● Problem requirements: From the records below, please return each line that holds the word "familia".

Dataset entries
:::
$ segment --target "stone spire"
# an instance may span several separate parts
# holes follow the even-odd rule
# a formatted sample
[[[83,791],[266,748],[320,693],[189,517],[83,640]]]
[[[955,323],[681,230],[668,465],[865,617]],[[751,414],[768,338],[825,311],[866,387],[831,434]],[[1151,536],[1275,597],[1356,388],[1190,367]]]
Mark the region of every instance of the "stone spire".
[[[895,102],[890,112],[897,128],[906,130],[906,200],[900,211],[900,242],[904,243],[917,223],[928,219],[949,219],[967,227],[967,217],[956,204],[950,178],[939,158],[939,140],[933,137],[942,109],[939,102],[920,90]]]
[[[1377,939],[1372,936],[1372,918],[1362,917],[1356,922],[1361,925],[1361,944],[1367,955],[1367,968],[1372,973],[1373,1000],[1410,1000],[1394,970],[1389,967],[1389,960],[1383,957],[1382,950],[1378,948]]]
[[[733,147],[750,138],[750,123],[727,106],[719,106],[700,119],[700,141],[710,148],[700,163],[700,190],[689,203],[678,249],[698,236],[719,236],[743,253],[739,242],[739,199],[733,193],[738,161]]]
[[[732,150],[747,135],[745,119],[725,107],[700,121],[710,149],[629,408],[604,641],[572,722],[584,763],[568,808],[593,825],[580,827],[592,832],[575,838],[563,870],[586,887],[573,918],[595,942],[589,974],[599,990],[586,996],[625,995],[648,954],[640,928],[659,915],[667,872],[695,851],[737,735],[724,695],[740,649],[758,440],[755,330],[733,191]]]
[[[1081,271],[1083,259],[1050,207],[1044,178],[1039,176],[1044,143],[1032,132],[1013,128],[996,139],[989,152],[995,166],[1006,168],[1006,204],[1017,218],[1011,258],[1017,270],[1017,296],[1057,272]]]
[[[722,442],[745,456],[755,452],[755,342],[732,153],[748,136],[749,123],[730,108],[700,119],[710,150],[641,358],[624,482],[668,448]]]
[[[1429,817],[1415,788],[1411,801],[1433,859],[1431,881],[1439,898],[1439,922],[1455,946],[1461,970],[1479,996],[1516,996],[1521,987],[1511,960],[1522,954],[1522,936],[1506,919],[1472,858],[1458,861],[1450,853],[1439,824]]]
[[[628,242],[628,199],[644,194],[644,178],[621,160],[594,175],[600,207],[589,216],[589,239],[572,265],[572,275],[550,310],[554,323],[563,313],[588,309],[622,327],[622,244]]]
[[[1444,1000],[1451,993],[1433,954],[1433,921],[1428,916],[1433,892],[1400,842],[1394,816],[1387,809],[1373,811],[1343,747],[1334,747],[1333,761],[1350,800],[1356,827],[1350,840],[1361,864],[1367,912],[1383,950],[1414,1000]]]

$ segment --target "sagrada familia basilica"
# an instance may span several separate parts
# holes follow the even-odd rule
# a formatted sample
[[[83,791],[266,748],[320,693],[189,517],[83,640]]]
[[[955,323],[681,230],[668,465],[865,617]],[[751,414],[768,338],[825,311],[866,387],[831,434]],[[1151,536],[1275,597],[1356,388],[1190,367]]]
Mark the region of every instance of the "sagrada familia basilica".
:::
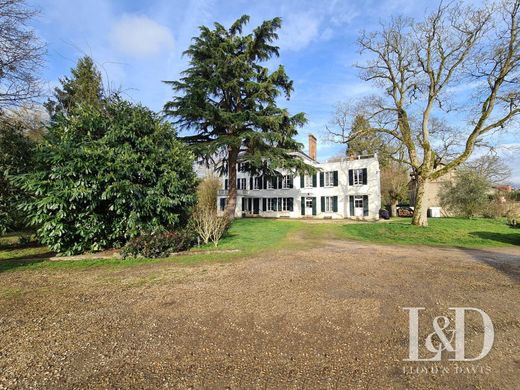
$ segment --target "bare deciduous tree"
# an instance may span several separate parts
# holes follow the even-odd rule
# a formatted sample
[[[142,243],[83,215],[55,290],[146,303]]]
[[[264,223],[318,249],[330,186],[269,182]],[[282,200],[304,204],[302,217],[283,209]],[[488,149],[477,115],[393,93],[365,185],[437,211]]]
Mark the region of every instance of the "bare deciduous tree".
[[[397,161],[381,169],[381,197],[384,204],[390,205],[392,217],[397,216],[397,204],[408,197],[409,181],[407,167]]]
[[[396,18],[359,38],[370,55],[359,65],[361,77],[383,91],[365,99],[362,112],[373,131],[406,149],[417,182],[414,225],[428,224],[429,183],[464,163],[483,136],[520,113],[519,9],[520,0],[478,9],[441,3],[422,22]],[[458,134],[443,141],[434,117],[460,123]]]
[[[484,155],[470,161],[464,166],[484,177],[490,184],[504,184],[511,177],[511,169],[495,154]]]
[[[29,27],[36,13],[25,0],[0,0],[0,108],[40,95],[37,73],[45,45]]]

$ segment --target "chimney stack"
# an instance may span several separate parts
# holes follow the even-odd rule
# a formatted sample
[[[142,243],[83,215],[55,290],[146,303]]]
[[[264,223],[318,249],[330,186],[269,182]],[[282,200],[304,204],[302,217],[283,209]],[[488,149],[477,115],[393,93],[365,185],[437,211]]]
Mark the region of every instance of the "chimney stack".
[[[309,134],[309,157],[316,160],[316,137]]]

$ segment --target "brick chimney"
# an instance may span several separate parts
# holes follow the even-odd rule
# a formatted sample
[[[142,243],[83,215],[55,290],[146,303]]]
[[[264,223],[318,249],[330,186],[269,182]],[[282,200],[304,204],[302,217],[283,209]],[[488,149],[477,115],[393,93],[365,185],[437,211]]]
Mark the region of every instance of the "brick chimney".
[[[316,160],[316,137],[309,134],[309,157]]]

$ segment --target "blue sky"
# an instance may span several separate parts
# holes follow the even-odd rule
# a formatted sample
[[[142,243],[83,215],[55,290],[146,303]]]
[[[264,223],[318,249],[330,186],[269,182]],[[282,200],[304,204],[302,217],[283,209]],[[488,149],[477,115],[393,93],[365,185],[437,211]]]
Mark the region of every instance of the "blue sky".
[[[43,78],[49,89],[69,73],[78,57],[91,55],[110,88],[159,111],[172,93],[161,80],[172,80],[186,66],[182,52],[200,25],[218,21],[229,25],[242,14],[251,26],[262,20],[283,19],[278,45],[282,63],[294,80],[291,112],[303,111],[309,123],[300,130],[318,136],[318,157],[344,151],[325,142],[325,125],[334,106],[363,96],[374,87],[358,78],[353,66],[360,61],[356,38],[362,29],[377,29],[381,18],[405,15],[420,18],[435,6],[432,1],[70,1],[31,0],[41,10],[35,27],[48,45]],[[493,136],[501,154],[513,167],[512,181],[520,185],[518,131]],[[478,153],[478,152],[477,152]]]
:::
● Written solution:
$ segment --target "sagrada familia basilica"
Mark the region of every instance of the "sagrada familia basilica".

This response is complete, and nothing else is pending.